Exercise brief
Taking the listing below, restate word for word each line from the line with "Expected output, for every instance of the dark" to the line with "Expected output, for every instance of the white garage", ends included, and stop there.

Information given
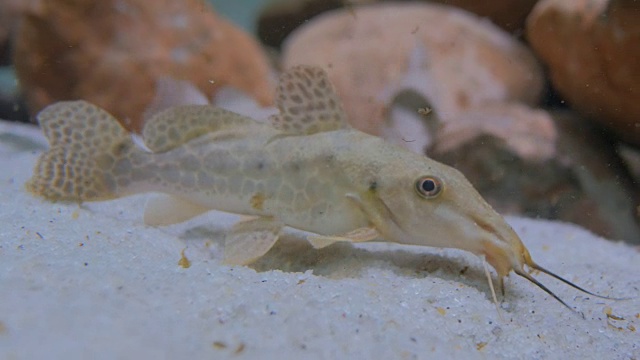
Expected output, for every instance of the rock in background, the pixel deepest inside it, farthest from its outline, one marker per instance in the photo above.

---

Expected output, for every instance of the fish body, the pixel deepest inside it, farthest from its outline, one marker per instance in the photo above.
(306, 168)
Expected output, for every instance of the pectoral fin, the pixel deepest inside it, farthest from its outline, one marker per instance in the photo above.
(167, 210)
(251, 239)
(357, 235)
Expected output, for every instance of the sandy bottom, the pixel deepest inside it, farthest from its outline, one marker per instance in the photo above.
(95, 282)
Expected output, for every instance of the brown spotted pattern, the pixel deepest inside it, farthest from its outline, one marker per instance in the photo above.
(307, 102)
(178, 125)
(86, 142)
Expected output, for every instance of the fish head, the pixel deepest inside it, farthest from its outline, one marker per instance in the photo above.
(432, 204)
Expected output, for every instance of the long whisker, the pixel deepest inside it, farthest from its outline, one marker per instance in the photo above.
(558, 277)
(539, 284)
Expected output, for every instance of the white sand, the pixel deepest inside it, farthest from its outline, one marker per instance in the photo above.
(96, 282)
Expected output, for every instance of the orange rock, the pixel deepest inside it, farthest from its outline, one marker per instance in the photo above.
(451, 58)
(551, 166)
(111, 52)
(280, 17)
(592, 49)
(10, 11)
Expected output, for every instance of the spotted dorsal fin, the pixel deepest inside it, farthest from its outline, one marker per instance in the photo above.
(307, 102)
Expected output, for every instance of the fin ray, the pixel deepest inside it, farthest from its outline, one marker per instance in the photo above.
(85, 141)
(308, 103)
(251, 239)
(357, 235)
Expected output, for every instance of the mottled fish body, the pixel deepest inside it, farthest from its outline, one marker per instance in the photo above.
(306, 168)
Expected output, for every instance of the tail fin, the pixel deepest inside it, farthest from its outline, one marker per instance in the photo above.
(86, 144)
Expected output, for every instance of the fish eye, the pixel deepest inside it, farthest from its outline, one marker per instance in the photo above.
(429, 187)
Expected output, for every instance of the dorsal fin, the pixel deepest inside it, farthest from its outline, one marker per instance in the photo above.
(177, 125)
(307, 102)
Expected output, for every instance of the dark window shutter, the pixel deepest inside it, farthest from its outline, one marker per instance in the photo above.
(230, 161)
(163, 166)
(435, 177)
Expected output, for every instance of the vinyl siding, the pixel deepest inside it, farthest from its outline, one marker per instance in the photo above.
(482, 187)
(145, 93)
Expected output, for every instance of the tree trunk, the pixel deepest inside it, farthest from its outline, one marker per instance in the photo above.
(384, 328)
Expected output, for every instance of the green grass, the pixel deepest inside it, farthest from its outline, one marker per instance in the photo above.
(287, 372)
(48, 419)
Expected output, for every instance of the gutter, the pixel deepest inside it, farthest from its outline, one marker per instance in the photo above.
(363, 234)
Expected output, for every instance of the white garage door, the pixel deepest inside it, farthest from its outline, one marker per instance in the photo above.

Exercise output
Expected output, for every instance of the dark window shutter, the pixel deepest inside it, farthest from its outline, one marker per instance in the photo above.
(230, 161)
(163, 166)
(435, 177)
Expected output, for every instance of the vinyl siding, the pixel deepest inside it, farthest from its outline, one marker per instance in the photo above.
(482, 187)
(145, 93)
Expected output, for every instance of the tree trunk, the pixel deepest inside it, farthest from its outline, one marker per instance in the photo above.
(384, 328)
Expected output, for every instance of the green grass, the pixel deepest inside it, farthest from its outline, one marker per instance in the photo above.
(287, 372)
(48, 419)
Expected output, for every instance of the gutter, the pixel deepest inside it, farthest from its outline, one marker per instance in the photo above.
(363, 234)
Expected output, for every instance of the white garage door, the pixel deepest inside it, farthest from its outline, one marker per instance in the photo above.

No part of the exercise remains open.